Distribution of government preferences across dimensions.
We include several controls to account for institutions, partisan arrangements, and international conditions. Like Tingley (2010), we include the parliamentary strength of Christian Democrat and Social Democrats. Following Therién and Noël’s (2000) logic, we account for the range of preferences in parliament with the percentage of seats controlled by socialist, communist, and Christian democratic parties.
Other controls address governments’ ability to implement policy. The effective number of cabinet parties accounts for negotiations between multiple coalition partners. A clear parliamentary majority increases the coalition’s policy influence, operationalized here as cabinet’s parliamentary seat share. 23
Countries’ economic characteristics and internal conditions also influence aid allocation. We incorporate measures of economic openness to control for a link between more liberal trade preferences and aid (see Alesina and Dollar 2000; Heron 2008; McKinlay and Little 1977; Tingley 2010). 24 Domestic economic conditions constrain aid allocations (Heinrich, Kobayashi, and Bryant 2016), so we include real GDP (Gleditsch 2008). Finally, we incorporate geopolitical differences caused by the Cold War with a dummy variable flagging pre-1991 observations (Bearce and Tirone 2010).
Analysis
We hypothesize that aid allocations depend on donor government preferences for both RILE and internationalism. The results are largely consistent with this perspective. In two cases, our expectations for RILE proved incorrect. But, in each category of aid, anti-internationalism and RILE condition each other. In three of the five models, the constitutive coefficient on Δ anti-internationalism is negative and statistically significant.

▶ MATERIAL PROVIDED
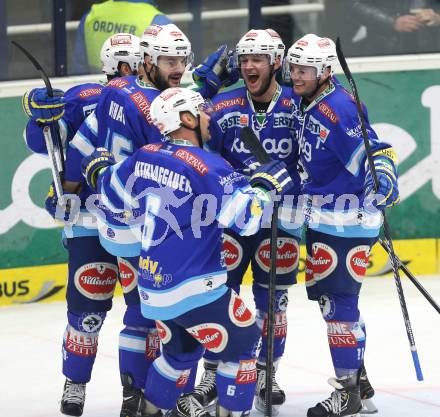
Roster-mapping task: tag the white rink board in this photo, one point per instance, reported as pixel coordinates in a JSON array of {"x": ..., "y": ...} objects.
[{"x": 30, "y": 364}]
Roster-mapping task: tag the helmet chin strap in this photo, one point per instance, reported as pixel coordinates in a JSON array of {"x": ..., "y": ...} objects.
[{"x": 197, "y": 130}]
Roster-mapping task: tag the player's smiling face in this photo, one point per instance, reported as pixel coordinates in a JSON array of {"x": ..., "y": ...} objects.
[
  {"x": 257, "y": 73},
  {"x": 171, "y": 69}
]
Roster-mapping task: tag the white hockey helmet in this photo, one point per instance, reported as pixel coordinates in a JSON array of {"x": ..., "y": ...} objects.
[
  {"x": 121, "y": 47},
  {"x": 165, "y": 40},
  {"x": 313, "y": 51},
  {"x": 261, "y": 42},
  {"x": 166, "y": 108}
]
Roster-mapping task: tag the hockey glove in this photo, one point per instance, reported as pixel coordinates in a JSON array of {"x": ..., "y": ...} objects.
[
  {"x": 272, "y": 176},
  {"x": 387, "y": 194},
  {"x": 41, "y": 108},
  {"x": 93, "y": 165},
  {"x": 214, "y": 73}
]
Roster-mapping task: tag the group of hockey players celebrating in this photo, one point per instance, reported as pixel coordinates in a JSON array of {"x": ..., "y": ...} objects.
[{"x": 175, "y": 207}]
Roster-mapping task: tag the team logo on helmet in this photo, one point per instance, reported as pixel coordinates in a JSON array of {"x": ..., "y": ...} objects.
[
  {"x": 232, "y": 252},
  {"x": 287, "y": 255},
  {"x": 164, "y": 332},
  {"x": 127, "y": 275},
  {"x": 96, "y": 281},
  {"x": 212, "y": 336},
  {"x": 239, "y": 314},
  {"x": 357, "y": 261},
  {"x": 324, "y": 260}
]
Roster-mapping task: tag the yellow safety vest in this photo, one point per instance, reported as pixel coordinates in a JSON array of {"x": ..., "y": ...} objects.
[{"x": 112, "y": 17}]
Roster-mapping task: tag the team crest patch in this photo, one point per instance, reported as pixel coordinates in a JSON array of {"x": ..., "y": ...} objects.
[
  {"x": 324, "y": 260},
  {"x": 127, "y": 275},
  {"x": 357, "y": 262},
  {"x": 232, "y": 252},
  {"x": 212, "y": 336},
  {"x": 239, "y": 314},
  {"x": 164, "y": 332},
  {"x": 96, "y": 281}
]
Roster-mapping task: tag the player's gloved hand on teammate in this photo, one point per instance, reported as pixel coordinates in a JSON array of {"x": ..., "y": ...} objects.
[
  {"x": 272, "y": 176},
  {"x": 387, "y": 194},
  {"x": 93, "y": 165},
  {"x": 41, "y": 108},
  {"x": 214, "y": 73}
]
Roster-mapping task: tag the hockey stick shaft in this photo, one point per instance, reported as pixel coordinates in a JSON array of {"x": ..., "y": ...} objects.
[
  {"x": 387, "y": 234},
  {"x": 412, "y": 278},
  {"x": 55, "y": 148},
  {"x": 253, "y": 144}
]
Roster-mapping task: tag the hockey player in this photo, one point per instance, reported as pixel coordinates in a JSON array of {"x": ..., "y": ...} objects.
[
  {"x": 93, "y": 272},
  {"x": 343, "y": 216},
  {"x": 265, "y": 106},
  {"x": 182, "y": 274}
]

--

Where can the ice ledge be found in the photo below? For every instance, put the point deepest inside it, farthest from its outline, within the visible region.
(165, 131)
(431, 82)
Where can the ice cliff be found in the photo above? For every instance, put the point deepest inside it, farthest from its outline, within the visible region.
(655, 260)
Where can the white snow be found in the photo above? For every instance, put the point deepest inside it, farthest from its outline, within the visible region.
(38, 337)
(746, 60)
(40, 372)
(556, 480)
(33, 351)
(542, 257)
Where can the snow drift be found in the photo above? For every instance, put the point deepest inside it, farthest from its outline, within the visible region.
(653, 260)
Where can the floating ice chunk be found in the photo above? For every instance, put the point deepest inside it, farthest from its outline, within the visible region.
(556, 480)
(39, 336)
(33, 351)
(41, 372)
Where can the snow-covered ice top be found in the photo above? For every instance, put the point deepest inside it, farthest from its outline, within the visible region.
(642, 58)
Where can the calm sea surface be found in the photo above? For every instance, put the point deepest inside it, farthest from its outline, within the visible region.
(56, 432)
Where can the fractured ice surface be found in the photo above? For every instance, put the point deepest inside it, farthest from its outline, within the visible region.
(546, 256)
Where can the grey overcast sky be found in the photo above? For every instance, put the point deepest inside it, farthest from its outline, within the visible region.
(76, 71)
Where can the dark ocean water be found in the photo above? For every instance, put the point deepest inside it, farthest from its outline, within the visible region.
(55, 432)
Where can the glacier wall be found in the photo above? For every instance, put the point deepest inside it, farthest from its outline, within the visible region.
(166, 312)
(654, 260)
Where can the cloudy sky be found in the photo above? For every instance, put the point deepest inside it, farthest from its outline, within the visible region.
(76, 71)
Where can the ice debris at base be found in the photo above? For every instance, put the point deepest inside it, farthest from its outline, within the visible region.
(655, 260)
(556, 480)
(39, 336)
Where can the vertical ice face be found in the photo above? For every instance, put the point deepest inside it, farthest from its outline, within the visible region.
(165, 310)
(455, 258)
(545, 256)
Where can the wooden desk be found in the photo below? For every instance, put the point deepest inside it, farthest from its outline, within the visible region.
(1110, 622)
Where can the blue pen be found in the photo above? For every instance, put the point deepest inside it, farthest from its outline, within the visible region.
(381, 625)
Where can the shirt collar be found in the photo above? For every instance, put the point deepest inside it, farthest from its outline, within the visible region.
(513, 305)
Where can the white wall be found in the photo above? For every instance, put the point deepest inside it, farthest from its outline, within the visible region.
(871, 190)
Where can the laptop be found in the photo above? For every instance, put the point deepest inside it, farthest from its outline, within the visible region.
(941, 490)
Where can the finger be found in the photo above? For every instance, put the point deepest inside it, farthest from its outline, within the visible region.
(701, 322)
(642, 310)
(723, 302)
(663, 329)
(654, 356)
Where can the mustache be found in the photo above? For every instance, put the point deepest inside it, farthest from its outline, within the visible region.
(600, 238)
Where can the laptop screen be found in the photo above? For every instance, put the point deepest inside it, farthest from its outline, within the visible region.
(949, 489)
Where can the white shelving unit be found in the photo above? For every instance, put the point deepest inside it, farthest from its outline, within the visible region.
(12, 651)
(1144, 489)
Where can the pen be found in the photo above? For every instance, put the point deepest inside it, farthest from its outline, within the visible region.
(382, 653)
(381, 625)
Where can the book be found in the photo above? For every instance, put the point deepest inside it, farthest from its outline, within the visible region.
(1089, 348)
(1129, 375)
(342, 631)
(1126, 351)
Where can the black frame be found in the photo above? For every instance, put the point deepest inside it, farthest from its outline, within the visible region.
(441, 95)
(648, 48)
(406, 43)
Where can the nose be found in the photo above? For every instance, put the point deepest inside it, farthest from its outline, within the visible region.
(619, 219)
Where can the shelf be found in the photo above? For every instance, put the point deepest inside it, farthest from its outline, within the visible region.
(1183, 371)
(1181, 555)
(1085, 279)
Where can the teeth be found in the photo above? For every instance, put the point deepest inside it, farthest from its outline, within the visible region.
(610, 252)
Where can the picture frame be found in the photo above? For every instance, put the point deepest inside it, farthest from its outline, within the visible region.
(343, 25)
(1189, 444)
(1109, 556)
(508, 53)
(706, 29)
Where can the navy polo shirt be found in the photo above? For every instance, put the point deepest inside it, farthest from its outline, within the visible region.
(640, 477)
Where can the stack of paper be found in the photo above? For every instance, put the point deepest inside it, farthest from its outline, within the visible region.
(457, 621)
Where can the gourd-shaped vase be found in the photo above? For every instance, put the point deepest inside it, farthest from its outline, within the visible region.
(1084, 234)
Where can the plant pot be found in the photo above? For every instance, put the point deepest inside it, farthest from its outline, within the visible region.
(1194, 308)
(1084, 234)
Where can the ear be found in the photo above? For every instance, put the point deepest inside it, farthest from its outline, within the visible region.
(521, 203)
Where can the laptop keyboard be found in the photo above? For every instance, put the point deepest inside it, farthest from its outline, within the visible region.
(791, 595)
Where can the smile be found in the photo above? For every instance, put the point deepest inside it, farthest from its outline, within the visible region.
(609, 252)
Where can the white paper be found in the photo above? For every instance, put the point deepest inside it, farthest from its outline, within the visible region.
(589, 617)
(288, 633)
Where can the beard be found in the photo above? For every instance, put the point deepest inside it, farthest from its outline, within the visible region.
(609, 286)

▶ TASK SET
(a) According to the aid allocation passage, why do the authors include real GDP as a control? Answer in one to three sentences.
(b) Copy word for word the part of the aid allocation passage that begins at "We include several" and stops after "Christian democratic parties.".
(c) Resume the aid allocation passage from the point where it stops.
The records have nothing to do with the aid allocation passage.

▶ RESULTS OF THE EXERCISE
(a) They include real GDP because domestic economic conditions constrain aid allocations.

(b)
We include several controls to account for institutions, partisan arrangements, and international conditions. Like Tingley (2010), we include the parliamentary strength of Christian Democrat and Social Democrats. Following Therién and Noël’s (2000) logic, we account for the range of preferences in parliament with the percentage of seats controlled by socialist, communist, and Christian democratic parties.

(c)
Table 3 presents the ECM results. Each column corresponds to the regression on the named sector. Due to the interactions between our continuous measures of ideology and internationalism, and the ECM technique, each coefficient in the tables below provides highly conditional information. 25 Coefficients for a variable’s level at time t − 1 indicate long-term effects, while the change coefficients speak to short-term effects. Due to the interaction, the constituent coefficients for both the lagged and change variables indicate the effect of RILE (or its change) when internationalism (or its change) equals zero. Zero’s substantive meaning varies across the lagged and change variables. For lagged values, it means the zero point on the dimension, which is rare for RILE. 26 For anti-internationalism, zero values are slightly more common and assigned when party manifestos provide no means of evaluating a pro- or anti-position. 27 A zero value on the change variables, however, means no shift in preferences occurred between the current and previous time-period. The appropriate interpretation of the coefficient for change in anti-internationalism, then, is the short-term effect of an increase in parochialism absent a change in RILE from the previous period. The strong pattern of significant negative effects in these coefficients, then, signals support for our argument.
ECM Regressions by Aid Sector.
Panel-corrected standard errors reported in parentheses. Number of donors is twenty-eight. Bold values indicate significant coefficients important for evaluating the hypotheses. ECM = Error Correction Models; RILE = left–right; GDP = gross domestic product; EN = effective number.
p < .1. **p < .05. ***p < .01.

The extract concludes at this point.